# WORK INSTRUCTIONS
Give the lines again exactly as they appear, beginning at the one with "point_to annotates the leafy" and ending at the last line of the records.

- - -

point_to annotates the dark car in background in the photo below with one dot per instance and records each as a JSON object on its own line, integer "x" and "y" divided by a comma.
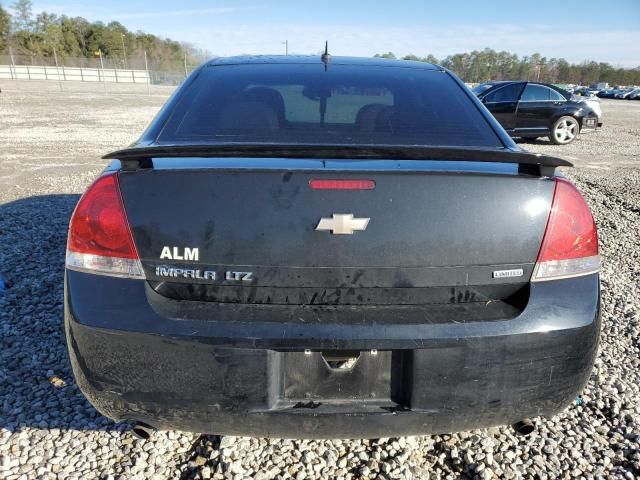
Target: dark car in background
{"x": 533, "y": 109}
{"x": 335, "y": 247}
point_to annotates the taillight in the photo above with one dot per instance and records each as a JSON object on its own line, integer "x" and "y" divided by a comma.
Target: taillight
{"x": 99, "y": 239}
{"x": 570, "y": 244}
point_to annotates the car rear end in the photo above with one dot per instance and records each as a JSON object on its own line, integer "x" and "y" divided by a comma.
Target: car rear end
{"x": 331, "y": 292}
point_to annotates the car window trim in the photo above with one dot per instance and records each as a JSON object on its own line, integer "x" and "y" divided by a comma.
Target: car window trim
{"x": 500, "y": 88}
{"x": 539, "y": 101}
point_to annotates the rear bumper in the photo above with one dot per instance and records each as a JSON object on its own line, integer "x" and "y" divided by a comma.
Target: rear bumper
{"x": 139, "y": 357}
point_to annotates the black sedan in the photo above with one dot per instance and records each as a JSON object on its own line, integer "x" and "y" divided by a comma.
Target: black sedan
{"x": 532, "y": 109}
{"x": 330, "y": 247}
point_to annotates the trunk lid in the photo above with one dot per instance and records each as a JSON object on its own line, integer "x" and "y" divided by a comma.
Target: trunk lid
{"x": 433, "y": 235}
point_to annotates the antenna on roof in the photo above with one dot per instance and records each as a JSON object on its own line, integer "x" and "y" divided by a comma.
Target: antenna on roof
{"x": 325, "y": 56}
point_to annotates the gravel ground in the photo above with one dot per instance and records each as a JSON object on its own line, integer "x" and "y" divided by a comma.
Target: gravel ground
{"x": 52, "y": 142}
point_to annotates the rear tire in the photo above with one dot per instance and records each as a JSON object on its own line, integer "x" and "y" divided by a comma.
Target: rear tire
{"x": 564, "y": 130}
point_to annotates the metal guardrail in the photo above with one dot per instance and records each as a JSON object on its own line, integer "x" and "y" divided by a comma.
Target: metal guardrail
{"x": 60, "y": 73}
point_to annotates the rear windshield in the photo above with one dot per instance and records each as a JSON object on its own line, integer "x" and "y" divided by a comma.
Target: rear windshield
{"x": 344, "y": 105}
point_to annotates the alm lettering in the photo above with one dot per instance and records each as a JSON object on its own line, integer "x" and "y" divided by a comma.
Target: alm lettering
{"x": 173, "y": 253}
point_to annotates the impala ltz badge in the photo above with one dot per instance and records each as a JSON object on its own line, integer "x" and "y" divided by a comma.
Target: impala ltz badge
{"x": 342, "y": 224}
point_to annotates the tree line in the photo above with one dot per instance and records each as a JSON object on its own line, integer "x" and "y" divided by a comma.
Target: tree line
{"x": 487, "y": 64}
{"x": 43, "y": 34}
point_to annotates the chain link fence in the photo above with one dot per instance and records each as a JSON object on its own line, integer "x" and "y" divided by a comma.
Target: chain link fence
{"x": 133, "y": 69}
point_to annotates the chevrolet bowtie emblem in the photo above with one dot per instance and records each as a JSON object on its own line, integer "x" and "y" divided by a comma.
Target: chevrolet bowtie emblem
{"x": 342, "y": 224}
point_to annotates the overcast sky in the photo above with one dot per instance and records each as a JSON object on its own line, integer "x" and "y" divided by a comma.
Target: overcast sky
{"x": 576, "y": 30}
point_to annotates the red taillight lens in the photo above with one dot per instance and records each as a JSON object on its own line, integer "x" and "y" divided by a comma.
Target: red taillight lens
{"x": 570, "y": 244}
{"x": 328, "y": 184}
{"x": 99, "y": 224}
{"x": 100, "y": 240}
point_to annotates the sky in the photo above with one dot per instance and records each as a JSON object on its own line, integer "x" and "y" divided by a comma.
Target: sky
{"x": 575, "y": 30}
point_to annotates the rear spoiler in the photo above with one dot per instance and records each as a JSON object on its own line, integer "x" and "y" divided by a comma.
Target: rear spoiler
{"x": 136, "y": 157}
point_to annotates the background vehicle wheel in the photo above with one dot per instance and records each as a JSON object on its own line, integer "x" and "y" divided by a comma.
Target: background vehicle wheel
{"x": 564, "y": 131}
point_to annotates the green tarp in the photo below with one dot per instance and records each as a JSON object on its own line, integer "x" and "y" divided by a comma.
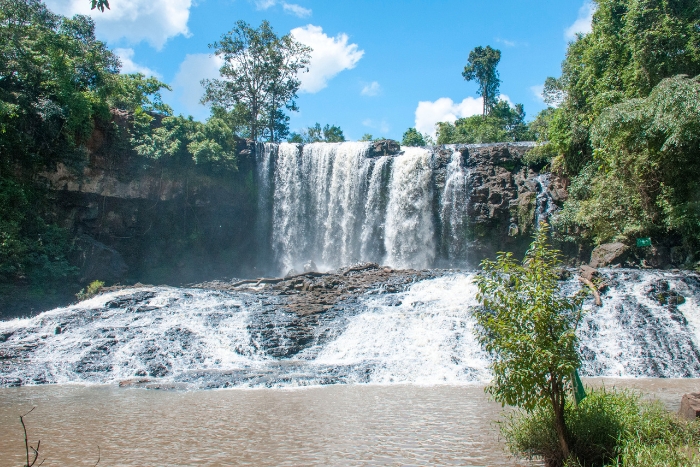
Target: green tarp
{"x": 642, "y": 242}
{"x": 579, "y": 392}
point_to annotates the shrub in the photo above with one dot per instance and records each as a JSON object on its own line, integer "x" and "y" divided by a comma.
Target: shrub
{"x": 608, "y": 428}
{"x": 93, "y": 289}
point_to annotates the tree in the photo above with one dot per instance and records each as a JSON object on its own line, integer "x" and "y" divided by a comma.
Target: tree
{"x": 481, "y": 67}
{"x": 413, "y": 138}
{"x": 529, "y": 328}
{"x": 317, "y": 134}
{"x": 260, "y": 73}
{"x": 503, "y": 124}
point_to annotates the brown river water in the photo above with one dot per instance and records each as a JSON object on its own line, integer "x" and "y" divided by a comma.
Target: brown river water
{"x": 344, "y": 425}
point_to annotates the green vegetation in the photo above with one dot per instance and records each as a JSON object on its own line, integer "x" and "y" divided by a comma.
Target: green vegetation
{"x": 499, "y": 121}
{"x": 60, "y": 86}
{"x": 259, "y": 78}
{"x": 93, "y": 289}
{"x": 627, "y": 124}
{"x": 412, "y": 137}
{"x": 611, "y": 428}
{"x": 503, "y": 124}
{"x": 316, "y": 134}
{"x": 481, "y": 67}
{"x": 529, "y": 329}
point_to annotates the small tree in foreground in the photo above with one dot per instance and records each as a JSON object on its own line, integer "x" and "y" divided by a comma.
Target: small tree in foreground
{"x": 529, "y": 328}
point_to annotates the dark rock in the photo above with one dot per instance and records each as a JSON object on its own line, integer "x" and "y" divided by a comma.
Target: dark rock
{"x": 607, "y": 254}
{"x": 587, "y": 272}
{"x": 99, "y": 262}
{"x": 385, "y": 147}
{"x": 690, "y": 406}
{"x": 310, "y": 267}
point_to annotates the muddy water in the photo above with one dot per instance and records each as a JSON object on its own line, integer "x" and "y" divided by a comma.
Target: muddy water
{"x": 334, "y": 425}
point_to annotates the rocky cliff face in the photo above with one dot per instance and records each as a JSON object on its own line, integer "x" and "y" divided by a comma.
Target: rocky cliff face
{"x": 146, "y": 221}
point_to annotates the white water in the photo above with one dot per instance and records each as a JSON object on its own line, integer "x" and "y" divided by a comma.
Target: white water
{"x": 336, "y": 206}
{"x": 424, "y": 335}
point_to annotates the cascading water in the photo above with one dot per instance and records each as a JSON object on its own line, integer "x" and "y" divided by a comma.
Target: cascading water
{"x": 649, "y": 325}
{"x": 334, "y": 204}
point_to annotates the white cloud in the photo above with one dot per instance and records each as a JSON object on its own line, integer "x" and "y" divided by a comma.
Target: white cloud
{"x": 296, "y": 10}
{"x": 153, "y": 21}
{"x": 538, "y": 91}
{"x": 506, "y": 42}
{"x": 428, "y": 113}
{"x": 382, "y": 126}
{"x": 187, "y": 87}
{"x": 330, "y": 56}
{"x": 265, "y": 4}
{"x": 583, "y": 23}
{"x": 291, "y": 8}
{"x": 126, "y": 56}
{"x": 371, "y": 89}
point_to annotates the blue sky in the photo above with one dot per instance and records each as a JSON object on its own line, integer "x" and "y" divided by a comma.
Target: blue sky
{"x": 378, "y": 67}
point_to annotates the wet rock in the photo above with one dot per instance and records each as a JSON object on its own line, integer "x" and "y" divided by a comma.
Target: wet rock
{"x": 587, "y": 272}
{"x": 99, "y": 262}
{"x": 607, "y": 254}
{"x": 385, "y": 147}
{"x": 690, "y": 406}
{"x": 310, "y": 267}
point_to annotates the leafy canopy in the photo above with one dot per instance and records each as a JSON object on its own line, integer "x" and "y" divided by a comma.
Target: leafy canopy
{"x": 259, "y": 74}
{"x": 529, "y": 328}
{"x": 503, "y": 124}
{"x": 645, "y": 154}
{"x": 413, "y": 137}
{"x": 317, "y": 134}
{"x": 481, "y": 67}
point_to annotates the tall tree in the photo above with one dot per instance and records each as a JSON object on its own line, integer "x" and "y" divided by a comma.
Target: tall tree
{"x": 529, "y": 328}
{"x": 259, "y": 72}
{"x": 318, "y": 134}
{"x": 481, "y": 67}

- - -

# TASK RESPONSE
point_to annotates the leafy canopy in the photo above with one dot per instance and records each as a JSON object on its own line, integer "x" and "y" divided by a comma.
Target: leafy canopy
{"x": 259, "y": 74}
{"x": 529, "y": 328}
{"x": 503, "y": 124}
{"x": 645, "y": 154}
{"x": 413, "y": 137}
{"x": 317, "y": 134}
{"x": 481, "y": 67}
point_to annotates the tall tree in the photo above with one dot per instance and records each as a JSON object on its own line, integer "x" and "y" divided by a comma.
Target: tall tree
{"x": 529, "y": 328}
{"x": 259, "y": 72}
{"x": 318, "y": 134}
{"x": 481, "y": 67}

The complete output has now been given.